What to work on:
a) In the blog post about Daemons and a Bob Hoskins music video, which film's final shot does the writer call one of the greatest moments of film acting?
b) Write a continuation of the blog post about Daemons and a Bob Hoskins music video, starting after its last line.

Reading passage:
[start]

I was a little unhappy to see that Zack Calhoon got another feline with the same name as mine -- hey, how many names/animals have they got in this Generator?

Berit, another fan of the Pullman books (though she HATED the ending of the trilogy a great deal) liked the Daemon she got, though she might have preferred something in the feline range. I think this is cooler:





And finally -- thanks to a pointer from [livejournal.com profile] urbaniak, a music video featuring the great Bob Hoskins (definitely no stranger to lip-synching) of Jamie T.'s "Sheila." I'm not sure when I think Hoskins is better -- when he's talking and expressing completely different emotions in his eyes, with his mouth, and with his body at the same time, or when he's just thinking and reacting, and letting you feel everything that's inside of him -- the final shot of The Long Good Friday, an extended, silent close-up of his face - actually a medium shot, but there's only one place you're looking - is one of the greatest moments of film acting ever (maybe, I'm not joking, the best).





Enjoy.

collisionwork: (hamlet)

[end]

Provided data:
[start]

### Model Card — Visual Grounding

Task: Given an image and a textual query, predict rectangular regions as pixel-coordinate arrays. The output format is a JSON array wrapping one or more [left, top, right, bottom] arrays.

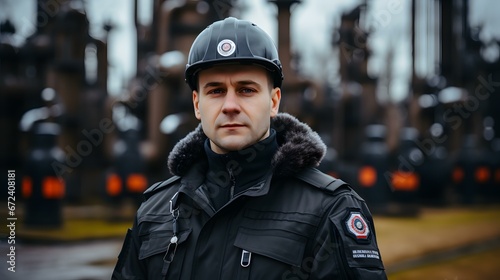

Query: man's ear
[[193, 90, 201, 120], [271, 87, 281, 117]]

[end]
[start]

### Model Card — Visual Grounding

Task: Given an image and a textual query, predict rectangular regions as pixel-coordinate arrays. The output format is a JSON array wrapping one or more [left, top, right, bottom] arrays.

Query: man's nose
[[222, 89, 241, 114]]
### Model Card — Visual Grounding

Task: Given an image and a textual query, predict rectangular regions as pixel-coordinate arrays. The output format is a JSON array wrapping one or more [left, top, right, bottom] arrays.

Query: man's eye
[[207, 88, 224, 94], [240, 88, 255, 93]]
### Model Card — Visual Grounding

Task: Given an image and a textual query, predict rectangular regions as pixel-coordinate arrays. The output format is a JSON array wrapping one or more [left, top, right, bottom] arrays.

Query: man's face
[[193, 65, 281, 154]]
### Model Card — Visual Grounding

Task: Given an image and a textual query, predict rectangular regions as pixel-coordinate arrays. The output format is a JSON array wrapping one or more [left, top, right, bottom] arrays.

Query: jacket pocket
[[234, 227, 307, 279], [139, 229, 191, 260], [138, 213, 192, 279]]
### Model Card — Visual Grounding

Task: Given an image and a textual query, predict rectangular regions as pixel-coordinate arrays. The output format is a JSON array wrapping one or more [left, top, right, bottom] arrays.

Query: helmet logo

[end]

Results of the tasks:
a) The Long Good Friday

b)
Producers in The Pretentious Festival have been asked to fill out a questionnaire regarding their opuses (or more properly, "opera") to be posted at the Festival Blog. I've sent in my answers regarding Ian W. Hill's Hamlet, but you get them here, first:


1. What exactly makes your show so damn pretentious anyway?

It's a production of that chestnut-masterpiece by Billy Shakespeare, Hamlet, and I've had the nerve to design it, direct it, star in the title role, and put my name over it (like John Carpenter) and make it into Ian W. Hill's Hamlet. I've been working on it for 18 years, stewing it over a simmering flame like a good Texas chili, so you know it's just GOT to be incredibly overconsidered! I believe that the best way to honor and respect Shakespeare's dramatic work is to have no respect for any of the tradition that has formed around it, like barnacles. So I'm taking a power-sander to the arthropodic crust.


2. Name some obscure influences on your work – extra points for unpronounceability.

Some may be obscure, but most are simply, perhaps, unusual: Charles Marowitz, Josef Svovoda, Russell Lynes, David Halberstam (R.I.P.), John Berger, Joseph Cornell, Gore Vidal, William Peter Blatty, Steven Berkoff, Greil Marcus, Del Close, Joseph Stefano, Ingmar Bergman, Richard Dawkins, Dashiell Hammett, Johnny Rotten.


3. The late Roland Barthes once wrote “For the theatre one needs long arms; it is better to have them too long than too short. An artiste with short arms can never, never make a fine gesture.” Explicate.

No matter how long your arms may be however, your arms too short to box with God, Barthes, so put THAT in your Umwelt and smoke it!


4. In what ways do you plan on alienating your audience? Cite an intentionally opaque or confusing moment within your production.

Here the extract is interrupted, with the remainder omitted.